>> BEGIN
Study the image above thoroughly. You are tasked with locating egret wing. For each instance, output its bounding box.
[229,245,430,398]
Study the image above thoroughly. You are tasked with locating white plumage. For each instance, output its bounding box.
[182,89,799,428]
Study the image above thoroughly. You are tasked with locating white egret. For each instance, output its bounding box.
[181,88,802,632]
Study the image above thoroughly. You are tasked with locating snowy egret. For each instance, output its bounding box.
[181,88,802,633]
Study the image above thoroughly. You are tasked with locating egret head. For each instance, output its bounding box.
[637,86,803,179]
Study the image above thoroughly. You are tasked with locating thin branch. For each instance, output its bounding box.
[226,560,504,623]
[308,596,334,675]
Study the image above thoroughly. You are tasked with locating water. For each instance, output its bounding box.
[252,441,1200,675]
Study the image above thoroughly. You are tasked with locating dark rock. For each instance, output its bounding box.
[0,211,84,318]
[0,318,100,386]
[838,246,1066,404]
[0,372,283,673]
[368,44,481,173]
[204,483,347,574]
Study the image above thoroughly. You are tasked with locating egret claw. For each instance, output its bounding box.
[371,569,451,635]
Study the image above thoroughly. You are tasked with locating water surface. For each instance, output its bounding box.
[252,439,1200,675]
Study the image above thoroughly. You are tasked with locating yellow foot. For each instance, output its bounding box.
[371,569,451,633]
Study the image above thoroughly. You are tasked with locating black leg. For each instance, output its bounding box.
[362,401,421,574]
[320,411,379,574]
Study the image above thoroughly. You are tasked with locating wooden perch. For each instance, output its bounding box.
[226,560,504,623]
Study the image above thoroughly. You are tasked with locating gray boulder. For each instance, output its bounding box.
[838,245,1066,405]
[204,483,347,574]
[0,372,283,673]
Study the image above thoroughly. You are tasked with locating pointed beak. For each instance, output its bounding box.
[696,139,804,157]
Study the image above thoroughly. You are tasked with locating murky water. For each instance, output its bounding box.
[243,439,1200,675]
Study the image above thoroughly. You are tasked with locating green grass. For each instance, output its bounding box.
>> END
* _Challenge_: Reproduce every row above verbatim, keeping the original order and wording of each line.

* _Response to the exercise_:
Study the image above thoroughly. You are tasked with locating egret wing. For each instance, output its bounding box.
[229,245,430,398]
Study the image above thoroughly. You are tasked with locating white plumage. For each instance, output its bounding box.
[182,89,799,428]
Study the image above thoroughly. You are tasked with locating white egret. For each instance, output its bounding box.
[181,88,802,632]
Study the image above thoroughly. You are tasked with locating snowy egret. For each instance, output its bounding box.
[181,88,802,633]
Study the image above thoroughly. You are tasked with locating egret head. For each instance, output its bounding box.
[637,86,803,179]
Study the image above thoroughly. You are tasked with locating thin branch. For each instance, output its bounding box.
[226,560,504,623]
[308,596,334,675]
Study the image above thoroughly. You are tasked with locating water. For each instance, output its bounding box.
[252,441,1200,675]
Study the image above thoroughly. You are tasked with locating dark rock. For each instance, output its bounding box.
[0,211,84,318]
[0,318,100,386]
[838,246,1066,404]
[0,372,283,673]
[368,44,481,173]
[204,483,347,574]
Study the image above thoroughly. You are tasked with locating egret claw. For each instance, output its bounding box.
[371,569,451,635]
Study the image above thoroughly. You are tasked with locating water surface. For each instance, output its bounding box.
[252,439,1200,675]
Study the image above thoroughly. You are tasked with locating yellow foot. For each instance, output its bounding box.
[371,569,451,633]
Study the image above thoroughly. You are tasked with locating black leg. For each instance, output its bounding box.
[362,401,421,574]
[320,411,379,574]
Study the image above thoroughly. You are tasked with locating wooden perch. For each instance, output its bounding box.
[226,560,504,623]
Study the image above thoroughly. You are tasked with locating gray boulder. For each instance, output its bounding box.
[838,245,1066,405]
[204,483,347,574]
[0,372,283,673]
Study the image above thoroughly. You are tasked with locating pointed beak. For each instance, output its bounding box.
[696,139,804,157]
Study the image above thoroughly. You are tasked with locating murky water. For each instance, output its bounding box.
[243,439,1200,675]
Study the image above thoroughly. You are tasked with locating green grass. For each instance, output its bounding box.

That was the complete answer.